### Stored entries
|---|
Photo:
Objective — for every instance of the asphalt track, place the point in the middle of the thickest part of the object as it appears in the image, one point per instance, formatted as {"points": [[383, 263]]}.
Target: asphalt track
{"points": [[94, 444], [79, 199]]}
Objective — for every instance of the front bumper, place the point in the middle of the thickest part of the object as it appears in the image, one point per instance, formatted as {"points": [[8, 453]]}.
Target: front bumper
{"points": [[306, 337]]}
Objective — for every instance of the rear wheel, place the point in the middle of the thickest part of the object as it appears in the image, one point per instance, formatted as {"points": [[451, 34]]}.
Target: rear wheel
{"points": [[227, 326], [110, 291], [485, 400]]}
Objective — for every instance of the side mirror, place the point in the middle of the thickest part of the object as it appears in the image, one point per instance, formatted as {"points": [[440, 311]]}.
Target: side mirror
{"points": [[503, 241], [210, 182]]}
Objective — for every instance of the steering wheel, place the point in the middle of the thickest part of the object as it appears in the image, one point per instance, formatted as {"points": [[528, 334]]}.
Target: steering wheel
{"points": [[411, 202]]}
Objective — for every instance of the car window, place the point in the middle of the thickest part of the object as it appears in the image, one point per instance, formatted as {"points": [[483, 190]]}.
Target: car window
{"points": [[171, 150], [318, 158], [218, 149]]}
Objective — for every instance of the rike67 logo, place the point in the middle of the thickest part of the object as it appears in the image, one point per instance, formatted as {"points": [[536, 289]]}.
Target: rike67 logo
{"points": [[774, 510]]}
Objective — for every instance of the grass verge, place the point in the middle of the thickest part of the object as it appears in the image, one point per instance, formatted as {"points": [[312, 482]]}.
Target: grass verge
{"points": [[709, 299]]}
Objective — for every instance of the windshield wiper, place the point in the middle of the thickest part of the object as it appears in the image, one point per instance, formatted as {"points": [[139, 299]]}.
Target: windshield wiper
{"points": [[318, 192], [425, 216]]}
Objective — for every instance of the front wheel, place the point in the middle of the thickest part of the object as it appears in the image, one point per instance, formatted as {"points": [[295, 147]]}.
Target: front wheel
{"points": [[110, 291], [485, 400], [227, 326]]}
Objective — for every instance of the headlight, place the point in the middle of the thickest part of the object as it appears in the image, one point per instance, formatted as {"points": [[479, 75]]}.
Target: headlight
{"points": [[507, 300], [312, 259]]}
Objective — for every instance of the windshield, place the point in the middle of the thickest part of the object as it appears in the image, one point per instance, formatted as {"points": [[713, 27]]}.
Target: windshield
|---|
### Written task
Rewrite the records from the line containing "Objective — for every instance of the windshield wiper, place" through the end of the records, both ends included. Keep the requests unchanged, including their format samples, and offset every point coordinate in the answers by adding 84.

### The solution
Objective — for every instance of the windshield wiper, place the point in the middle of the thickest part of the object as it appears in the image, one point per instance, formatted as {"points": [[139, 299]]}.
Target: windshield wiper
{"points": [[402, 276], [509, 300]]}
Objective — for every instance of the front wheel, place the point in the middle of the thickest part of the object as it appears in the image, one point per instance, formatted as {"points": [[295, 147]]}.
Target: front wheel
{"points": [[194, 375], [569, 484], [311, 410]]}
Objective — for every instance of the headlight, place the point in the middle of the thickest part of the object as it appears in the image, one point per instance, formatted as {"points": [[479, 75]]}.
Target: headlight
{"points": [[591, 384], [396, 343]]}
Objective — for every instance of the windshield, place the point in the middle of the thickest part of the object as it appears in the image, one point per instance, formatted as {"points": [[713, 27]]}.
Target: windshield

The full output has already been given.